* _WORK TO BE COMPLETED_:
Copy every row below verbatim, keeping the original order and line breaks.

* _RECORD LIST_:

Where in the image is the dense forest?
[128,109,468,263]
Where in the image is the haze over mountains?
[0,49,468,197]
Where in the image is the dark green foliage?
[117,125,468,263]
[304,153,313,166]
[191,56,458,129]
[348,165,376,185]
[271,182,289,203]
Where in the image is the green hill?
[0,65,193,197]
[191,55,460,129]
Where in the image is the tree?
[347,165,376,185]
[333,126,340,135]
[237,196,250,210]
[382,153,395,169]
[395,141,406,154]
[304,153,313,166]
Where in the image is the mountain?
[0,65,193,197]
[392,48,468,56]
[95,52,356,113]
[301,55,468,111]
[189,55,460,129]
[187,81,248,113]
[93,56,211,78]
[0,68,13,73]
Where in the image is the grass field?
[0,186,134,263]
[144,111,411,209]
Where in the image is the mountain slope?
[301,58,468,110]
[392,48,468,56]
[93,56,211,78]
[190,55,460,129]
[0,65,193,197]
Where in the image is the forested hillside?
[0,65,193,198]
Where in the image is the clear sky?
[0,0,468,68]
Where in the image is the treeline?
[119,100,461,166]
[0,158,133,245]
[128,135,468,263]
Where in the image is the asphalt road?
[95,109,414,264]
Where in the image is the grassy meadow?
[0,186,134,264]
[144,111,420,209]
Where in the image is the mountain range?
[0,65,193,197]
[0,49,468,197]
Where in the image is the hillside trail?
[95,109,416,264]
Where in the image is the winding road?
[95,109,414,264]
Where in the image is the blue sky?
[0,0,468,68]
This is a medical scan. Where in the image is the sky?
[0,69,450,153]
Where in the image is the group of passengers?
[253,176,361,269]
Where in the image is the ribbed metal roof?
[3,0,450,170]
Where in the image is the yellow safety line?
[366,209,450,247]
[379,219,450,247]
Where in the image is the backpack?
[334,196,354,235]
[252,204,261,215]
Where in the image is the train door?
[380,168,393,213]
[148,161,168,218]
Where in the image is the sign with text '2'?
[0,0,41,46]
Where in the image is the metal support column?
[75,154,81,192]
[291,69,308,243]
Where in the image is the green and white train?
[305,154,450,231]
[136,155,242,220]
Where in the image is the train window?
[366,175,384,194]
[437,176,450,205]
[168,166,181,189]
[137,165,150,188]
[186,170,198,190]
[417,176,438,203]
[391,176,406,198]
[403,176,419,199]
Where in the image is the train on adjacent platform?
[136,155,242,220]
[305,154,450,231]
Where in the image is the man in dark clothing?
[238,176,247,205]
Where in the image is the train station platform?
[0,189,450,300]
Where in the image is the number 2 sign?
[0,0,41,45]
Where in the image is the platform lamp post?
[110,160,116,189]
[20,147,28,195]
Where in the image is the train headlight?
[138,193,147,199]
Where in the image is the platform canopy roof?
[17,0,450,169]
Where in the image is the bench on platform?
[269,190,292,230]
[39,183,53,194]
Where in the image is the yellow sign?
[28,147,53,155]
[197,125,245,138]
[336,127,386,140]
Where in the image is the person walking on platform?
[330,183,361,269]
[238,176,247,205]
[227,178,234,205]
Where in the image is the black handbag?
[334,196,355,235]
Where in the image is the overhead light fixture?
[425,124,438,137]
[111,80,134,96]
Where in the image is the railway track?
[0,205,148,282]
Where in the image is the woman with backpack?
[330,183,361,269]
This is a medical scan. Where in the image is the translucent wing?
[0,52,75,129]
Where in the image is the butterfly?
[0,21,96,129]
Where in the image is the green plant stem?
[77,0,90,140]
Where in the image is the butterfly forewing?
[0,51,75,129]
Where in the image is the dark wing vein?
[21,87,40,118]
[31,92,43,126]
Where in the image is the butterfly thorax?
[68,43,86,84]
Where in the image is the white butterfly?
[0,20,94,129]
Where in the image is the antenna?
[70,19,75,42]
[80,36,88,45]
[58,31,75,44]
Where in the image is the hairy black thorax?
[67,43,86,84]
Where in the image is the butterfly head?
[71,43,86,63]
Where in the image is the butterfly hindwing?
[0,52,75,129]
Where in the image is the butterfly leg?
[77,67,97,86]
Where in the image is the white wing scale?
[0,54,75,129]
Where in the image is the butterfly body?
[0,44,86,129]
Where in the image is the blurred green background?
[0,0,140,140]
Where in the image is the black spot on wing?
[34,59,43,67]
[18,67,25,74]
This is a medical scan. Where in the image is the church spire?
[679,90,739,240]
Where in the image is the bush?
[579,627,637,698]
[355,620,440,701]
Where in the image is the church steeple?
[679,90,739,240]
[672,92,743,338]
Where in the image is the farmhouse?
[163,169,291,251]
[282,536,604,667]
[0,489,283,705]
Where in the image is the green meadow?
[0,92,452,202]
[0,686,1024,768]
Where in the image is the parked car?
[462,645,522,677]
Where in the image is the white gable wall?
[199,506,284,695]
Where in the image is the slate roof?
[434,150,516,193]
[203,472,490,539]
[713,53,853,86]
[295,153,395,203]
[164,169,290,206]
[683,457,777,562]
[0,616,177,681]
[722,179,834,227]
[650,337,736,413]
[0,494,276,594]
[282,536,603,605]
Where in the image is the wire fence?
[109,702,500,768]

* _ANSWER TO THE PROBLEM_:
Where in the image is the dense forest?
[128,109,468,263]
Where in the image is the haze over mountains?
[0,49,468,197]
Where in the image is the dark green foliage?
[117,125,468,263]
[304,153,313,166]
[191,56,458,129]
[348,165,376,185]
[271,182,289,203]
Where in the image is the green hill?
[0,65,193,197]
[191,55,460,129]
Where in the image is the tree?
[347,165,376,185]
[333,126,340,135]
[237,196,250,210]
[382,153,395,169]
[395,141,406,154]
[304,153,313,166]
Where in the image is the mountain?
[0,65,193,197]
[392,48,468,56]
[95,52,356,113]
[301,55,468,111]
[189,55,460,129]
[187,81,248,113]
[93,56,211,78]
[0,68,13,73]
Where in the image is the grass field?
[0,186,134,263]
[144,111,411,209]
Where in the image is the mountain slope?
[301,58,468,110]
[392,48,468,56]
[93,56,211,78]
[190,55,460,129]
[0,65,193,197]
Where in the image is the forested hillside?
[0,65,193,198]
Where in the image is the clear sky?
[0,0,468,68]
Where in the image is the treeline?
[119,100,461,166]
[0,158,133,245]
[128,135,468,263]
Where in the image is the asphalt road?
[95,109,414,264]
Where in the image is the grassy meadow?
[0,186,134,264]
[144,111,420,209]
Where in the image is the mountain range?
[0,65,193,197]
[0,49,468,197]
Where in the image is the hillside trail?
[95,109,416,264]
Where in the image is the winding road?
[95,109,414,264]
Where in the image is the blue sky?
[0,0,468,68]
This is a medical scan. Where in the image is the sky?
[0,69,450,153]
Where in the image is the group of passengers?
[253,176,361,269]
Where in the image is the ribbed metal roof?
[3,0,450,170]
Where in the image is the yellow safety line?
[366,209,450,247]
[379,219,450,247]
Where in the image is the backpack?
[334,196,354,235]
[252,204,261,215]
Where in the image is the train door?
[380,168,393,213]
[148,161,168,218]
Where in the image is the sign with text '2'?
[0,0,41,46]
Where in the image is the metal support column?
[75,154,81,192]
[291,69,308,243]
Where in the image is the green and white train?
[305,154,450,231]
[136,155,242,220]
Where in the image is the train window?
[366,175,384,194]
[437,176,450,205]
[168,166,181,189]
[137,165,150,188]
[186,170,198,190]
[417,176,438,203]
[391,176,406,198]
[403,176,419,199]
Where in the image is the train on adjacent platform?
[136,155,242,220]
[305,154,450,231]
Where in the image is the man in dark clothing?
[238,176,247,205]
Where in the image is the train station platform?
[0,189,450,300]
Where in the image is the number 2 sign?
[0,0,41,45]
Where in the image is the platform lamp post?
[110,160,116,189]
[20,147,28,195]
Where in the image is the train headlight?
[138,193,147,199]
Where in the image is the platform canopy roof?
[17,0,450,169]
Where in the image is the bench on platform?
[269,190,292,230]
[39,183,53,194]
Where in the image is the yellow sign?
[28,147,53,155]
[197,125,245,138]
[336,127,386,140]
Where in the image is the person walking on platform?
[330,183,361,269]
[238,176,247,205]
[227,178,234,205]
Where in the image is the black handbag?
[334,196,355,235]
Where in the image is the overhead light fixture?
[425,124,438,137]
[111,80,134,96]
Where in the image is the railway track?
[0,205,148,282]
Where in the image is the woman with backpack?
[330,183,361,269]
This is a medical scan. Where in the image is the translucent wing?
[0,52,75,129]
Where in the image is the butterfly?
[0,21,96,129]
Where in the image is the green plant stem?
[77,0,90,140]
Where in the image is the butterfly forewing?
[0,51,75,129]
Where in the image is the dark wing vein?
[21,87,40,118]
[31,92,43,126]
Where in the image is the butterfly thorax?
[68,43,86,84]
Where in the image is the white butterfly?
[0,20,94,129]
Where in the image is the antenna?
[70,19,75,42]
[80,36,88,45]
[58,31,75,44]
Where in the image is the hairy black thorax?
[67,43,86,84]
Where in the image is the butterfly head?
[71,43,86,63]
Where in the image is the butterfly hindwing?
[0,52,75,129]
Where in the image is the butterfly leg?
[77,67,97,86]
Where in the image is the white wing scale?
[0,54,75,129]
Where in the image is the butterfly body?
[0,44,86,129]
Where in the image is the blurred green background?
[0,0,140,140]
Where in the image is the black spot on wing?
[34,59,43,67]
[18,67,25,74]
This is a medical scan. Where in the image is the church spire?
[679,90,739,240]
Where in the image is the bush?
[579,627,637,698]
[355,620,440,701]
Where in the image is the church steeple?
[679,90,739,240]
[672,92,743,338]
Where in the image is the farmhouse?
[163,169,291,251]
[282,536,604,667]
[0,489,283,705]
Where in the image is the green meadow?
[0,92,452,202]
[0,686,1024,768]
Where in the image is the parked car?
[462,645,522,677]
Where in the image is the white gable wall?
[199,506,284,695]
Where in the image is the slate roof?
[434,150,516,193]
[203,472,490,539]
[713,53,853,86]
[295,153,395,203]
[164,169,290,206]
[683,457,777,562]
[0,616,177,681]
[722,179,834,227]
[650,337,736,413]
[0,494,276,594]
[282,536,603,605]
Where in the image is the wire fence?
[109,702,500,768]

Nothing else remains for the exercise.